(Stored data entries)

Content starts

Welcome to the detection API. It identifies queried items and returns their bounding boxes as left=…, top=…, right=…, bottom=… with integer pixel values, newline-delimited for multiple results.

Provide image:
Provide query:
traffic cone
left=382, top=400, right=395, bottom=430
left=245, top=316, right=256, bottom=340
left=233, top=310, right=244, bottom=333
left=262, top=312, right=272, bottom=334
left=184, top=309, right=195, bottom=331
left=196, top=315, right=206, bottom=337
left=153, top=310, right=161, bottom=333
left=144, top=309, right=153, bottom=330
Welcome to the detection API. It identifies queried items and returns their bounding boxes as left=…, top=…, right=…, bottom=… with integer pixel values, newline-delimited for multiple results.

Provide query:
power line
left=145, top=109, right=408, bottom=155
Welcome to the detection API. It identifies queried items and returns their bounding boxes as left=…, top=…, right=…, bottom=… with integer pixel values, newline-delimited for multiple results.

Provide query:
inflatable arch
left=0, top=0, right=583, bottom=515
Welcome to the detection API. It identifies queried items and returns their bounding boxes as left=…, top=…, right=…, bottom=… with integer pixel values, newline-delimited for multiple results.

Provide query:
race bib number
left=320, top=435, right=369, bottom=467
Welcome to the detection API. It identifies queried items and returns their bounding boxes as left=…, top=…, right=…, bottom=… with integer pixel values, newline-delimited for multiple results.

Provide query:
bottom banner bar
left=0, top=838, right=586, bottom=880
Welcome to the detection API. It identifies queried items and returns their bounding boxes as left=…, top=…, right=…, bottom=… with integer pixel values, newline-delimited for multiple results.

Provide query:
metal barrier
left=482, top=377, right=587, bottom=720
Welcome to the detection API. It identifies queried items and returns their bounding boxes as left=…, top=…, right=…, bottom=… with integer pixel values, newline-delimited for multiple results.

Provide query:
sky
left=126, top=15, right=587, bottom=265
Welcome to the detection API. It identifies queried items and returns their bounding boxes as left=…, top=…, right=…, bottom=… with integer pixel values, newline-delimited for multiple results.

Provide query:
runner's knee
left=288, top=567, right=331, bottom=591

Content ends

=== Exercise objective ===
With nothing added or dropped, write out every entry.

=== Answer space ===
Welcome to the detection API. It identifies queried items and returns their bounding boxes as left=…, top=…, right=…, bottom=… with integer pixel values, newline-delimited for multiple results.

Provide image:
Provide query:
traffic cone
left=382, top=400, right=395, bottom=430
left=245, top=316, right=256, bottom=340
left=233, top=310, right=244, bottom=333
left=262, top=312, right=272, bottom=334
left=184, top=309, right=195, bottom=331
left=196, top=315, right=206, bottom=337
left=153, top=310, right=161, bottom=333
left=144, top=309, right=153, bottom=330
Welcome to the detection API. It identifies queried items and returns their bounding boxes as left=…, top=…, right=…, bottom=… with integer pixel values, newline-delimited for multiple results.

Provide query:
power line
left=145, top=109, right=408, bottom=155
Welcome to the detection API. It identifies queried items and returns their bounding boxes as left=…, top=…, right=…, bottom=… with integer pixel values, newline-delimited for multiple results.

Provide query:
inflatable arch
left=0, top=0, right=583, bottom=515
Welcome to the detection API. It identifies queried items and returns their bounding boxes as left=…, top=…, right=…, bottom=… with integer pixel values, newline-delimited for multiple results.

Provide query:
race bib number
left=320, top=435, right=369, bottom=467
Welcome to the detection API. It identifies queried items and returns their bounding boxes as left=…, top=…, right=…, bottom=… with integer pixel values, newline-delimited for multiple results.

Provide query:
bottom banner bar
left=0, top=838, right=586, bottom=880
Welcome to the detection API. It identifies queried items and returns their bounding boxes as left=…, top=…, right=…, bottom=… with integer pixel values, newline-delimited for multiple results.

Provide query:
metal barrier
left=482, top=377, right=587, bottom=720
Welcome to the detection API. It identifies queried items and returns their bounding boxes as left=…, top=…, right=…, bottom=… with integer pixel values, newline-delimited for multiple results.

Provide query:
sky
left=126, top=15, right=587, bottom=265
Welcome to the detection API. It identifies queried items and returns their bounding boxes as left=…, top=…, right=…, bottom=… with integer pixel values, newline-delimited for multiple results.

Provide query:
runner's knee
left=288, top=567, right=331, bottom=591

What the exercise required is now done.